◆ **Prompt**:
Write out every line of the data below again, requests included, but scale each coordinate in the answers by 1.75 and round it to a whole number, with halves rounded up. Leave the pictures out of your answer.

(Point labels for objects)
·····

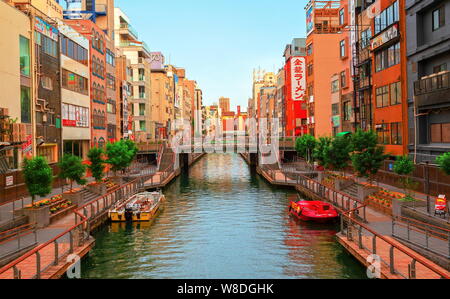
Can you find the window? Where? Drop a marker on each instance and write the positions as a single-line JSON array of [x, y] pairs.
[[383, 133], [142, 125], [24, 44], [48, 46], [438, 18], [342, 48], [48, 152], [343, 79], [396, 93], [74, 82], [334, 86], [365, 38], [347, 110], [309, 50], [335, 109], [440, 133], [47, 83], [440, 68], [72, 50], [396, 133], [387, 57], [386, 18], [342, 16], [142, 109], [25, 105], [382, 94]]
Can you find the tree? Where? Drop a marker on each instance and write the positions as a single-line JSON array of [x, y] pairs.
[[38, 177], [444, 162], [97, 166], [404, 166], [305, 146], [72, 168], [120, 155], [321, 149], [367, 157], [132, 147], [337, 154]]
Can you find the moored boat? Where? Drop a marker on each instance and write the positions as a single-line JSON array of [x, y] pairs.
[[316, 211], [140, 207]]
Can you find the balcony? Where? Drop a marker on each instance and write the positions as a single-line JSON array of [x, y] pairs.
[[143, 45], [433, 90], [127, 28]]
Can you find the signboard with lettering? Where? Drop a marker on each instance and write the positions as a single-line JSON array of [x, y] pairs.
[[309, 19], [384, 37], [298, 78], [42, 27]]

·····

◆ **Expected answer**:
Can you find the window? Where? Drop a marker on each instance and write the positions as a single-line JSON array of [x, y] pairs.
[[670, 233], [249, 219], [42, 77], [84, 81], [767, 32], [599, 84], [84, 266], [600, 138], [693, 163], [130, 144], [585, 151], [639, 67], [607, 193], [541, 88], [586, 191], [770, 233], [82, 145], [770, 119], [126, 88], [693, 233], [677, 100], [676, 32], [599, 28], [249, 191], [44, 184], [669, 165]]
Can you find the tree? Where? Drop a marker on each instance and write the positions as a single-line JSON array of [x, y] pairs.
[[67, 310], [777, 284], [170, 291], [707, 291], [534, 256], [126, 294], [210, 271], [562, 261], [642, 275], [231, 257], [590, 270]]
Can you find the moored boat? Where? Drop a marker on each instance and write the positions as a single-line JSON array of [x, y] pairs.
[[553, 369], [245, 362]]
Can you find the balcony? Where? Drop a marker on each instance and write the positions as a single-line JSON array of [x, y] pairs.
[[250, 79], [758, 158], [222, 49]]
Can you find the signboard with lettering? Where? Drop a marker on each instance and write the positions as a single-line JSON array of [x, y] pairs.
[[541, 33], [672, 65], [522, 137], [74, 47]]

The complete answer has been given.